Rust FFI with complex return values


#1

Hello,

I have been interested in Rust for long time and wanted to try it out finally. I have a Python project and was hoping to re-write some parts of it to speed up things. The idea is to use Rusts FFI interface to connect to Python via ctypes.

My problem, however, is that I need to return quite complex arrays/structures to Python. And this does not work properly. Unfortunately, I could not find any tutorial in the web for this kind of problem.

I posted a snipped to https://is.gd/3MuKDD. The snipped takes a Rust vector (peaks:Vec<Peak>) and copies its content to its C-structure array counter part (cpeaks:Vec<CPeak>). Within CPeak is another pointer to an array of CFrg. The cpeaks vector is returned as call-by-reference to have space for an error return value.

When I try to read the data with Python I have two problems:

  • the first entry of cpeaks is empty (or better: garbage)
  • the CFrg entries are all garbage.

I guess that the problem is the lifetime of cpeaks which probably does not life long enough to be accessed in Python. However, I have no idea how to make it keeping alive. I tried Boxing it, but this did not help.

Any help would be appreciated!

Thx,
Ronny


#2

It would help if we could see the Python side of the communication.

The problem isn’t the lifetime of cpeaks: since you called mem::forget on it, the buffer it contains (which you previously extracted with .as_ptr()) won’t be freed - ever, without specific code to do so; it’s leaked.

But you don’t call mem::forget on your frgs vecs, so their buffer will be freed each time around the outer for loop, leaving the raw *mut CFrg you stuck into cpeaks dangling.


#3

Dear Comex,
thank you very much for the fast reply.

If I add mem::forget(frgs), I get the fragments. :slight_smile: Further, it works now with my Python code (see below).

But is using mem::forget() the preferred way? If I have to remove cpeaks and cfrg by hand, how would I do this best? I might have more complex data structures to share between Rust and Python.

Here is my Python code:

#!/usr/bin/python

import sys, ctypes
from ctypes import *

# prefix = {'win32': ''}.get(sys.platform, 'lib')
# extension = {'darwin': '.dylib', 'win32': '.dll'}.get(sys.platform, '.so')

lib = ctypes.cdll.LoadLibrary("./target/debug/libstandard_finder.so")

# the c struct 
class Standards(Structure):
	pass

class CFrg(Structure):
	_fields_ = [
		("mz_exp", c_float),
		("mz_diff", c_float),
		("intensity", c_float),
		("resolution", c_float),
		("noise", c_float)

Stored dataset entries
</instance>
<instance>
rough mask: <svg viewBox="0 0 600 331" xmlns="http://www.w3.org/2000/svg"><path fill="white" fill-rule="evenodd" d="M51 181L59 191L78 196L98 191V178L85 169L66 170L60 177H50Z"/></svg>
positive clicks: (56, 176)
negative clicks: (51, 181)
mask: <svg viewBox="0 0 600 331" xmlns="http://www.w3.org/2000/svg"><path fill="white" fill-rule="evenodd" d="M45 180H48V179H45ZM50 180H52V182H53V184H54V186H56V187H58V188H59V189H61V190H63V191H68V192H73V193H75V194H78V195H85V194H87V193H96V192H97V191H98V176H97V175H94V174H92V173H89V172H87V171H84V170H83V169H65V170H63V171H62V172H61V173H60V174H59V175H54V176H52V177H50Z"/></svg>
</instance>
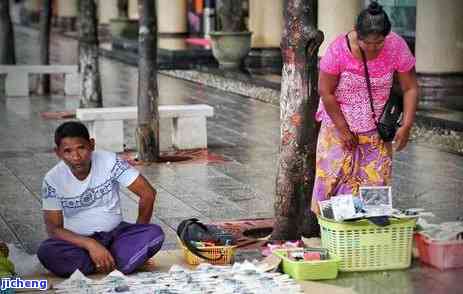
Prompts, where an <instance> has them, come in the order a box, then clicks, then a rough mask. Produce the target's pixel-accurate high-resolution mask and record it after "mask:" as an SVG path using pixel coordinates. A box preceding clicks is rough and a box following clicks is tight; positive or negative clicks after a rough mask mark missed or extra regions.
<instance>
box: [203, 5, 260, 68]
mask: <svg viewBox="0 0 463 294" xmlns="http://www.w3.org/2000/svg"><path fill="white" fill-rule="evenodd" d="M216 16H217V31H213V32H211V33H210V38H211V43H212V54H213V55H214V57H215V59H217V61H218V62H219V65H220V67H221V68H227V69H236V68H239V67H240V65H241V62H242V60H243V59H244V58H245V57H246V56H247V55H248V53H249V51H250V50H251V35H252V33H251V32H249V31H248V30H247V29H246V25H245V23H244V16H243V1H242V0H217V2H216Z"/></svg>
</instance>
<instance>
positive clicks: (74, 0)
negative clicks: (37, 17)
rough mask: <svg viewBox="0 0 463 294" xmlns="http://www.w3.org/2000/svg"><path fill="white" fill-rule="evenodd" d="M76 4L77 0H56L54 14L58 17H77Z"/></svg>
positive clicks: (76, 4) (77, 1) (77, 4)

_ACTIVITY LIST_
(a) Update the Rust FFI thread, starting with "My problem, however, is" and going on through "(or better: garbage)", so that "tutorial" is replaced by "guide".
(b) Translate this sentence from the Rust FFI thread into French: "It would help if we could see the Python side of the communication."
Rely solely on the Rust FFI thread when working with these entries.

_NUMBERED RESPONSES_
(a)
My problem, however, is that I need to return quite complex arrays/structures to Python. And this does not work properly. Unfortunately, I could not find any guide in the web for this kind of problem.

I posted a snipped to https://is.gd/3MuKDD. The snipped takes a Rust vector (peaks:Vec<Peak>) and copies its content to its C-structure array counter part (cpeaks:Vec<CPeak>). Within CPeak is another pointer to an array of CFrg. The cpeaks vector is returned as call-by-reference to have space for an error return value.

When I try to read the data with Python I have two problems:

  • the first entry of cpeaks is empty (or better: garbage)

(b) Il serait utile de pouvoir voir le côté Python de la communication.